WHAT THE TASK REQUIRES>
Reproduce verbatim the lines of the material below, starting at the line that contains "In the photo above, where can the red flag" and stopping after the line that contains "point(909, 119)", with both lines included.

TASK DATA>
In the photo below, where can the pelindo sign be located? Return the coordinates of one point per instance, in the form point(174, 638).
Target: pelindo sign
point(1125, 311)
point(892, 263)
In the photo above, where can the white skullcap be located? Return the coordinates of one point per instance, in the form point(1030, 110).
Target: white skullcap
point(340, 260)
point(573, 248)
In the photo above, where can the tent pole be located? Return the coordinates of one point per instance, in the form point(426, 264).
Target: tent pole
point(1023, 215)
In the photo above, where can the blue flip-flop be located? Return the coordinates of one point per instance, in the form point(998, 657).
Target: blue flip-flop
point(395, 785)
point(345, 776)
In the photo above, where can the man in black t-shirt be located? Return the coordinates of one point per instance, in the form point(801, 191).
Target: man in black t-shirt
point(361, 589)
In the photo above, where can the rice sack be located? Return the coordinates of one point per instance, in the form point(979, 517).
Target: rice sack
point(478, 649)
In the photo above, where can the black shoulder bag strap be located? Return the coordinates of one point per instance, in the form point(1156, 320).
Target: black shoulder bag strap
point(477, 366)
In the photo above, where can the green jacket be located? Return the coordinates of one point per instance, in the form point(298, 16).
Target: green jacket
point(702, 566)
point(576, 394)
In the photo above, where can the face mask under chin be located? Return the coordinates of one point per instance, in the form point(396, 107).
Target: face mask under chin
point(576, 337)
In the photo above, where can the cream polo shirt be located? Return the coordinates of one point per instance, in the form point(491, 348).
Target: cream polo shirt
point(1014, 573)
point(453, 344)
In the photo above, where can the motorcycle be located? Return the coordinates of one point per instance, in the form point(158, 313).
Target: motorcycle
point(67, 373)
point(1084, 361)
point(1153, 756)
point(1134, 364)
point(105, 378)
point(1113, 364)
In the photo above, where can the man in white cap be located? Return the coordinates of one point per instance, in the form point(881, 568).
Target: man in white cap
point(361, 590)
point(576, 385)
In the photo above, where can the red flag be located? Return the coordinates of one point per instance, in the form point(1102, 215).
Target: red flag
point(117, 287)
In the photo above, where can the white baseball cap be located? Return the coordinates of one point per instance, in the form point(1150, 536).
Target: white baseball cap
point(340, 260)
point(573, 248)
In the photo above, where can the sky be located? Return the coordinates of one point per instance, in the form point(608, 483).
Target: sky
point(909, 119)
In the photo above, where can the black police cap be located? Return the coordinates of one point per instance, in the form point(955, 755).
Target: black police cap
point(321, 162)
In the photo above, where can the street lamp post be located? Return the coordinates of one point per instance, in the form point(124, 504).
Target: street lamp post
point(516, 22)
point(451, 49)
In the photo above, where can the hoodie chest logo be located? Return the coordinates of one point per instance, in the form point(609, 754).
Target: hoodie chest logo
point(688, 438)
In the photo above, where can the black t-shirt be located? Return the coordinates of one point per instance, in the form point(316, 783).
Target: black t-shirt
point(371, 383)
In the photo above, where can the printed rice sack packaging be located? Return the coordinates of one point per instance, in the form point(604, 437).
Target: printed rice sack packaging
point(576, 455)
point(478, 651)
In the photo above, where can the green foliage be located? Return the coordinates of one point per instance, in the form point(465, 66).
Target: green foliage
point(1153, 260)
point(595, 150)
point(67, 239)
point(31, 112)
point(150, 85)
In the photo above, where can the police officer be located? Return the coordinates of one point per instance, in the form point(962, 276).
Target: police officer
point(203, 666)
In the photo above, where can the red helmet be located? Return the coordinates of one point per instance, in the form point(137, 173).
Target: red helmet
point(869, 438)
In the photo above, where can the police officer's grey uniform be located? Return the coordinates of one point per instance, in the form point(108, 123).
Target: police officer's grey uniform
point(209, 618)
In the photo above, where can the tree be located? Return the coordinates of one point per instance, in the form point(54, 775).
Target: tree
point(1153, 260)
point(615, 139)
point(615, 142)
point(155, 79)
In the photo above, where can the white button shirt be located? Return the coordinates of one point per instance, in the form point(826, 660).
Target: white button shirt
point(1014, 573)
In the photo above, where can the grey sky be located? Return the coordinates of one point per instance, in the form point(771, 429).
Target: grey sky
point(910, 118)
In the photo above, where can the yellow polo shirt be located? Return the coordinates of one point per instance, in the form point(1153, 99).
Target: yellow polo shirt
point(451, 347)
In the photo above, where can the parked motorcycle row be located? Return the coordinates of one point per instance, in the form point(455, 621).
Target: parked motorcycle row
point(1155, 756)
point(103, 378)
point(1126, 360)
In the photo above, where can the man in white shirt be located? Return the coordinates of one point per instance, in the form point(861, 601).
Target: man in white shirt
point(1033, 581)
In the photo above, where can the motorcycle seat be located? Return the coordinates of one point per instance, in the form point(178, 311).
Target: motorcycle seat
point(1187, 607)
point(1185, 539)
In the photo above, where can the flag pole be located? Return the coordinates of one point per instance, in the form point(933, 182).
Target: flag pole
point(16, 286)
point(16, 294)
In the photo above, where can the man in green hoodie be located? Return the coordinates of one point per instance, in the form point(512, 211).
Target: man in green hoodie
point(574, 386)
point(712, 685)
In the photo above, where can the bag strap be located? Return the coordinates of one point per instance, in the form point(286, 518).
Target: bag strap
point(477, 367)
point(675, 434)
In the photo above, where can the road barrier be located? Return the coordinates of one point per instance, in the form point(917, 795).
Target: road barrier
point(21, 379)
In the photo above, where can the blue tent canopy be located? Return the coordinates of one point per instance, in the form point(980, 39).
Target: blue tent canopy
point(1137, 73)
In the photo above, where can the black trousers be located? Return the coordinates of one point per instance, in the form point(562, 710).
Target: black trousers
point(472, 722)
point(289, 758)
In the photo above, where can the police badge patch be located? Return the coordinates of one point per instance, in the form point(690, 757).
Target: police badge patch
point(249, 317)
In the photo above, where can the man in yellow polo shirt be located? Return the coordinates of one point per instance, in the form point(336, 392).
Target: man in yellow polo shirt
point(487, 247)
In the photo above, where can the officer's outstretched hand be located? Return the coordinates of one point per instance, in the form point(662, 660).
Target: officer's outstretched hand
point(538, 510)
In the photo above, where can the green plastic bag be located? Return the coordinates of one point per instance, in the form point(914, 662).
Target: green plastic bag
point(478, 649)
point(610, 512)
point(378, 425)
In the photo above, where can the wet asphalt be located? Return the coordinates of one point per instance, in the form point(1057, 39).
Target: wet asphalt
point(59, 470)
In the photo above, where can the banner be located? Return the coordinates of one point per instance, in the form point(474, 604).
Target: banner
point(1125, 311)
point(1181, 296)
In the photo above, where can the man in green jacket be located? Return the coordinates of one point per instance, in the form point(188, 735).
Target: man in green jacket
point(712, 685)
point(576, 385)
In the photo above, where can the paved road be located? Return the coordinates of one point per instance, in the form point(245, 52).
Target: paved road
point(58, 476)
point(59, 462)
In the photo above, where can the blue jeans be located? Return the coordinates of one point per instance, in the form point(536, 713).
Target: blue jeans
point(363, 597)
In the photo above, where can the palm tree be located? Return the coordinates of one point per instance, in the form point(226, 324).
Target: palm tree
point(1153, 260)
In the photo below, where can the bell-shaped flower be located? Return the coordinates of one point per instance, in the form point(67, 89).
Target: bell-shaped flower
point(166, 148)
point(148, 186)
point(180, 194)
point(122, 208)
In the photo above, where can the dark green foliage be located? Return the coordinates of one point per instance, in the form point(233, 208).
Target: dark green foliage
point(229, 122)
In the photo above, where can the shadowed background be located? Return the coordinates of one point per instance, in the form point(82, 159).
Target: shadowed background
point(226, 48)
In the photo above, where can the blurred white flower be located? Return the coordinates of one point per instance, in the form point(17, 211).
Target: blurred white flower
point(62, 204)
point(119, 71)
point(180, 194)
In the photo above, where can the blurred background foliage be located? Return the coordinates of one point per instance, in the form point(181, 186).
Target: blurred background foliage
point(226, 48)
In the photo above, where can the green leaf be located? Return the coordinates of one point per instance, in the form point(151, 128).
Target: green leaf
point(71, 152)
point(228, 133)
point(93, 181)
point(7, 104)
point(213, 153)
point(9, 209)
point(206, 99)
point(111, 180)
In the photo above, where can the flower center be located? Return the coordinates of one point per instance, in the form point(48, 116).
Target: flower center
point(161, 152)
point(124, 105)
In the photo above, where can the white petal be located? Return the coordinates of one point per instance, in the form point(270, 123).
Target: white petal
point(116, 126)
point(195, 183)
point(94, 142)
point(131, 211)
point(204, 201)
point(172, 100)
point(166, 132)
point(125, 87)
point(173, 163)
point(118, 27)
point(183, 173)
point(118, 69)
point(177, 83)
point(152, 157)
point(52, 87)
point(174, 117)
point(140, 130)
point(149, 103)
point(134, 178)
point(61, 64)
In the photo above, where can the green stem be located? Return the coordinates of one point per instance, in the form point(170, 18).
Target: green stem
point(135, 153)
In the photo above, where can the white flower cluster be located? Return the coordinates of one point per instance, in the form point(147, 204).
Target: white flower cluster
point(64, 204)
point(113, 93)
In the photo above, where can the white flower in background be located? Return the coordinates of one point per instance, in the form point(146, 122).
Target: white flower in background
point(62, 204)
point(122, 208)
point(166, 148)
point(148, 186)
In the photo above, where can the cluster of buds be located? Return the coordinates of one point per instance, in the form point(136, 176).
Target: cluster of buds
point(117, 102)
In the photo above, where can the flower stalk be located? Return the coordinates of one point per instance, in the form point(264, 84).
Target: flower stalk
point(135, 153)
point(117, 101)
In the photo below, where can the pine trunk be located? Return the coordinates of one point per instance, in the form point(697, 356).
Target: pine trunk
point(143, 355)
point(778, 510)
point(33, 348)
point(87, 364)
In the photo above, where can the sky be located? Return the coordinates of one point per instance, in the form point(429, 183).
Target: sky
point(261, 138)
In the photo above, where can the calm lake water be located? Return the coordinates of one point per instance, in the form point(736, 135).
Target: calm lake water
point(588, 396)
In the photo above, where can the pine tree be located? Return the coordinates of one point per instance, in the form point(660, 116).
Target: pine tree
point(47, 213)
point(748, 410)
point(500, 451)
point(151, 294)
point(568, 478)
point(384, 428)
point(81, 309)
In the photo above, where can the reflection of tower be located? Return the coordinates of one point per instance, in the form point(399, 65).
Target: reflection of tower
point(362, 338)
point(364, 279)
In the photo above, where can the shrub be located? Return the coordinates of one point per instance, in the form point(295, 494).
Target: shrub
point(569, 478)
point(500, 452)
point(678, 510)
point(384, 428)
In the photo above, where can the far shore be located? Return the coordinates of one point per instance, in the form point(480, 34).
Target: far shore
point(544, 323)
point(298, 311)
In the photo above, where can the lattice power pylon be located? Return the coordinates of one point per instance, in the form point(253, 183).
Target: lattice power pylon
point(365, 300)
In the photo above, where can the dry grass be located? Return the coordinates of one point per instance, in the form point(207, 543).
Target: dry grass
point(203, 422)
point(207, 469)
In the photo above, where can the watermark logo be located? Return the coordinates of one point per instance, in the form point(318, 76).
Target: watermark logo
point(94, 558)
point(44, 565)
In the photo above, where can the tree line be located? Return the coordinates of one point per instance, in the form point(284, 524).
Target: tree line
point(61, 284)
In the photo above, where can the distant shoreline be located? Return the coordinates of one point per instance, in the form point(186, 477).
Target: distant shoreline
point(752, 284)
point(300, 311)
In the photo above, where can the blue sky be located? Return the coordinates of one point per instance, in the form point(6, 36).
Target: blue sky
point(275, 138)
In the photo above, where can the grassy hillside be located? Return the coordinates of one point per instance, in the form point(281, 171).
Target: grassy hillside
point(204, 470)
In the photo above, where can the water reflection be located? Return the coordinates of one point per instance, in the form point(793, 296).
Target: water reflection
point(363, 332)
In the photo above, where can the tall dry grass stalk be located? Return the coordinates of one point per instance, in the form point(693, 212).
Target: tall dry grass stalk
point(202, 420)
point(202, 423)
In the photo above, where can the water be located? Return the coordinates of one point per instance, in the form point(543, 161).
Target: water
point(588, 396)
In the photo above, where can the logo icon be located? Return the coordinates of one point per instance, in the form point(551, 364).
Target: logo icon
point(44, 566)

REPLY>
In the photo above, where can the red flag be located? Return the coordinates of one point per instance, in the form point(1102, 215).
Target: red flag
point(117, 287)
In the photo above, where can the white baseball cap be located? Return the coordinates of one point per instance, in the form point(1150, 536).
Target: white baseball cap
point(340, 260)
point(573, 248)
In the photo above, where can the sky be located? Return the coordinates of one point per instance, in the form point(608, 483).
Target: sky
point(909, 119)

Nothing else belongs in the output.